EXERCISE REQUIREMENTS –
1. List every treatment the text on Graham's glioblastoma says he has had or is receiving.
2. Check each statement against the text on Graham's glioblastoma, and answer yes or no with the words that settle it: (a) Graham is the youngest participant in the Imvax clinical trial. (b) Hackensack Meridian Jersey Shore University Medical Center is the only hospital in New Jersey taking part in the trial. (c) Patel describes a glioblastoma as granular.
3. Reproduce the part of the text on Graham's glioblastoma that opens with the words containing "Hackensack Meridian Jersey" and closes with "of brain tumor.".

Graham has a glioblastoma, so the surgery is far from the end of his medical journey.

“Removing a glioblastoma is not like removing a rock from the brain. It is more like removing a ball of sand. It is granular, so parts of the tumor remain,” Patel said. “How do you attack the tumor that is left behind? The only way you can really do it is if you could create microscopic little soldiers to go after it. The best way to do that is to use the body’s own immune cells to attack the remaining tumor.”

To attack the remaining tumor, Graham is currently undergoing radiation with concurrent chemotherapy, and is participating in a unique clinical trial using his own cancer cells to combat the remaining cancer and prevent it from coming back. Graham is one of the youngest participants in the Imvax clinical trial.

Hackensack Meridian Jersey Shore University Medical Center is the only hospital in New Jersey that is participating in the clinical trial of a personalized “vaccine” for newly diagnosed glioblastoma, an aggressive type of brain tumor.

[Referring expression pointing data]

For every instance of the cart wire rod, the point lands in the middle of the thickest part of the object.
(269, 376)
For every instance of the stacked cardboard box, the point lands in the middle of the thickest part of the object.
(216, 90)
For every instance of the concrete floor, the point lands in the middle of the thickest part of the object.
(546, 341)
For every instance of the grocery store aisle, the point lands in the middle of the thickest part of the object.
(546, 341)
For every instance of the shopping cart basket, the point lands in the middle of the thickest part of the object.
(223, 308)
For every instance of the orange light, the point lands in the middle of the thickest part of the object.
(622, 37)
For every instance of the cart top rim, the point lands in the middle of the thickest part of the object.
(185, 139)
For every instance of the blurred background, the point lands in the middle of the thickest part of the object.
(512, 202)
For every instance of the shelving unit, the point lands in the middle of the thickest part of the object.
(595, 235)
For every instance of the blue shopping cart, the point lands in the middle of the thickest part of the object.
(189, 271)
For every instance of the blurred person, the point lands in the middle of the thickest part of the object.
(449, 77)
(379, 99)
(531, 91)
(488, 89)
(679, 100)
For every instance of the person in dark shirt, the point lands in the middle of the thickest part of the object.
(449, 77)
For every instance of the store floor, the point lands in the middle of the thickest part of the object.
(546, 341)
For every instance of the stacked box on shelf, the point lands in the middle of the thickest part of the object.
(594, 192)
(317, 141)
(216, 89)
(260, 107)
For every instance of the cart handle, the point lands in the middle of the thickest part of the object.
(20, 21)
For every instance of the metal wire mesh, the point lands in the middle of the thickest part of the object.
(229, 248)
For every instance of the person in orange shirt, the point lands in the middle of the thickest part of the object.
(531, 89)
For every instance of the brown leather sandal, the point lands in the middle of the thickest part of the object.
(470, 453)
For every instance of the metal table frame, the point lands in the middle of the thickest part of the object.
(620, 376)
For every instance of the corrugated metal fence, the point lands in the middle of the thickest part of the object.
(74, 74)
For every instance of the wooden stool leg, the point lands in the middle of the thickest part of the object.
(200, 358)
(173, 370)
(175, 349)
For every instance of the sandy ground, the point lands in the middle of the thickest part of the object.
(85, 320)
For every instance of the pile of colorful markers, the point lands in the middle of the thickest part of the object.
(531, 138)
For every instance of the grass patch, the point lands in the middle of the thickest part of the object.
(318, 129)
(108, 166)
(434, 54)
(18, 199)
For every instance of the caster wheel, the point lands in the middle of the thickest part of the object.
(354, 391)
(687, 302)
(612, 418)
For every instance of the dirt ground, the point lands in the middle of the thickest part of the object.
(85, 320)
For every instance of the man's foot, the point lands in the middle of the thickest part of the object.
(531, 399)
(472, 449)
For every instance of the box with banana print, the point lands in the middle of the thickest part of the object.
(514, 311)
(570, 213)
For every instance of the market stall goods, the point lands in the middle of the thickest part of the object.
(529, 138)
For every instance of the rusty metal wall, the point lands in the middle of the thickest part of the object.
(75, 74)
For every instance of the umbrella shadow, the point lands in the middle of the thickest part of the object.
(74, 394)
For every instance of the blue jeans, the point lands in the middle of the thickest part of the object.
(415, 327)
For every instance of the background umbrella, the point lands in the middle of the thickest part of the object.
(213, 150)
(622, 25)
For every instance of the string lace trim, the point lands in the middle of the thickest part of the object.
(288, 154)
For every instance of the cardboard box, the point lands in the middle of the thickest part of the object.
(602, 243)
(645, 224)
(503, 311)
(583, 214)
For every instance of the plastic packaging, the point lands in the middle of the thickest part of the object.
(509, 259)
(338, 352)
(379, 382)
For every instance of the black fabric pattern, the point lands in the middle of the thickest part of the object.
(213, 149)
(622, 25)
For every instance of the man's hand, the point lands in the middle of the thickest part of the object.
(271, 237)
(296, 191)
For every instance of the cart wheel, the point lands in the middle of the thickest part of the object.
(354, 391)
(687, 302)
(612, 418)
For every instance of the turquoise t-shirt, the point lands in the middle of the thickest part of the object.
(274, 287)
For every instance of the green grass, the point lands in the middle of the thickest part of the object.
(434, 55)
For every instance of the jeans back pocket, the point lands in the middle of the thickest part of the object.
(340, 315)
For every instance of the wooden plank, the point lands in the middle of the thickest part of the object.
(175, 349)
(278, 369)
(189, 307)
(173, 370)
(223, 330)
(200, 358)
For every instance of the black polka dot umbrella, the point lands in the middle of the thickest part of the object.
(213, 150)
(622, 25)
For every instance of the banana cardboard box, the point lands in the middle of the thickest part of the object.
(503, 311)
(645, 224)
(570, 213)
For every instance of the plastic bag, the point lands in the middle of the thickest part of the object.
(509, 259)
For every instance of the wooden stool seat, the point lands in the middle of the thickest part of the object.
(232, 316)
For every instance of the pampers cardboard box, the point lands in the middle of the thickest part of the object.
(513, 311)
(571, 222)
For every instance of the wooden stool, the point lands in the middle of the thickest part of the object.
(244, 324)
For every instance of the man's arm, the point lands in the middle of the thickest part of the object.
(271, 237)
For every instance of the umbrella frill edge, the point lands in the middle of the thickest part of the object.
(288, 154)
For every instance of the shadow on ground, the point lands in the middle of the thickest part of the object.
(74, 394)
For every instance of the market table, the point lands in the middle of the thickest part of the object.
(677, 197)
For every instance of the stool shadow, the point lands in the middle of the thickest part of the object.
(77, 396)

RESULTS BY TASK –
1.
- Surgery
- Radiation
- Concurrent chemotherapy
- A clinical trial using his own cancer cells (a personalized "vaccine")

2.
(a) No: "Graham is one of the youngest participants in the Imvax clinical trial."
(b) Yes: "Hackensack Meridian Jersey Shore University Medical Center is the only hospital in New Jersey that is participating in the clinical trial"
(c) Yes: "It is granular, so parts of the tumor remain"

3.
Hackensack Meridian Jersey Shore University Medical Center is the only hospital in New Jersey that is participating in the clinical trial of a personalized “vaccine” for newly diagnosed glioblastoma, an aggressive type of brain tumor.